Problems to solve:
**A.** List each item named under "Materials:" in the sandpaper T-shirt aging guide below.
**B.** Continue the sandpaper T-shirt aging guide below from the point where it stops.

Text under study:
§ §

Aging T-Shirts In Six Easy Steps: Sandpaper (Part 6)

The grits keep coming.


Materials: Sand Paper (Assorted Grits), Emory Board, Pallet, A Smooth, Circular Stroke.

Method: 1. Wrap the sandpaper around a rounded object.

2. Roll the sandpaper over common stress points such as the shoulder seams and the neck, waist and arm bands in a smooth, but irregular motion (think artful, natural and restrained).

3. Apply the same treatment to the screen print or smaller, individual pieces thereof. Emory boards, it should be noted, represent one possible alternative here and make for an easier, more controlled application.

4. Repeat as necessary until desired effect is achieved.

Revised Method: 1. Tack sandpaper to a fixed object with a flat surface (or, in lieu of that, something substantial and heavy that won’t tip over when rocked back and forth).

Exactly like such:

Exactly like such, but closer:


2. Pull garment taunt but take care not to misshape it or the print.

3. Floss your shirt back and forth, using the rough surface of the sandpaper to efface the print. For best results, apply very carefully to the plastisol ink; you’ll want to stop and check your progress (often!). Refrain from exposing the cotton, but if you do, use a minimum of force and apply it to common stress points such as the neck and waist hem.

Ink dust.



Ink Streak.


Results & Conclusions: Rougher sand papers or those with grits rated 200 or lower are overkill and will tear through the cotton in as few as 3 or 4 brush strokes; you’ll achieve better results with extra fine grades such as 320 or higher. Plastisol prints, such as the Caduceus tee pictured below, are particularly troublesome; exercise care so as not to snag or tear the fabric around the print (as demonstrated in the picture below).

Ink: plastisol.


Compare with a plastisol-free variant of the Caduceus tee; look closely and you’ll notice what appear to be more natural stress marks:

Ink: water-based.


The 1st Date design, also pictured below, showcases a slightly more natural look achieved via circular brush strokes; it’s not entirely artful, but we’ve treated the top level of text, while leaving the rest as-is, so as to provide an easy and visible basis for comparison. The paint dust gives you a reasonable approximation of the elbow grease required here:

Testing Once...

§ §

Provided material:
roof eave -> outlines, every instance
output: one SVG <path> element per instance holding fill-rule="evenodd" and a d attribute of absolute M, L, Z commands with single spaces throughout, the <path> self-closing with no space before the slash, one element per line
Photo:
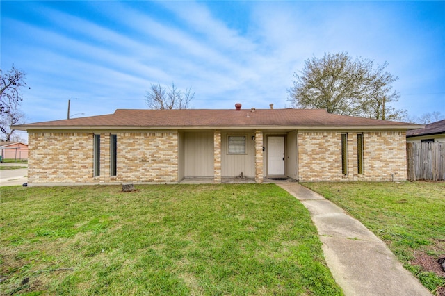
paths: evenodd
<path fill-rule="evenodd" d="M 199 130 L 199 129 L 305 129 L 305 130 L 345 130 L 345 129 L 360 129 L 360 130 L 410 130 L 419 129 L 418 125 L 254 125 L 254 126 L 29 126 L 17 125 L 13 126 L 15 129 L 19 131 L 66 131 L 66 130 Z"/>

§ §

Solved tasks:
**A.** Sand Paper (Assorted Grits), Emory Board, Pallet, A Smooth, Circular Stroke

**B.**
Second date:

...Testing Twice.


On the rack:

It’s impossible to pick up here in the photos but we were able to buff out (with some certainly) the top layer of plastisol which is tacky and possessed of an elevated, raised up quality. This gave the print a much softer feel, but etching through the base layer attached to the fibers with any consistency is extremely difficult as the ink tends to turn up in clumps, which does not lend itself to an aged appearance.

...Testing Twice.


Early on, we also ran the Toxic Waste shirt through an equally abrasive — and hole-ridden — process:

Would you classify that as a launch problem or a design problem?


Ditto for Cameron’s Caduceus tee. The side by side comparison ought to give you a sense of the finesse required here.

In sum, this approach is labor intensive but also one that requires a light touch; that old adage about a little going a long way seems particularly apropos here. Ultimately, it works best in conjunction with some of the other approaches outlined earlier in this project, most notably acetone.

Take a look, for example, at the God’s Gift to Woman shirt below. We let the top two lines of text soak in paint thinner before running it over sandpaper. The results aren’t entirely satisfying — namely, that ungainly snag on the “G” — but they do show promise.

Next: Vinegar & Tea Soak!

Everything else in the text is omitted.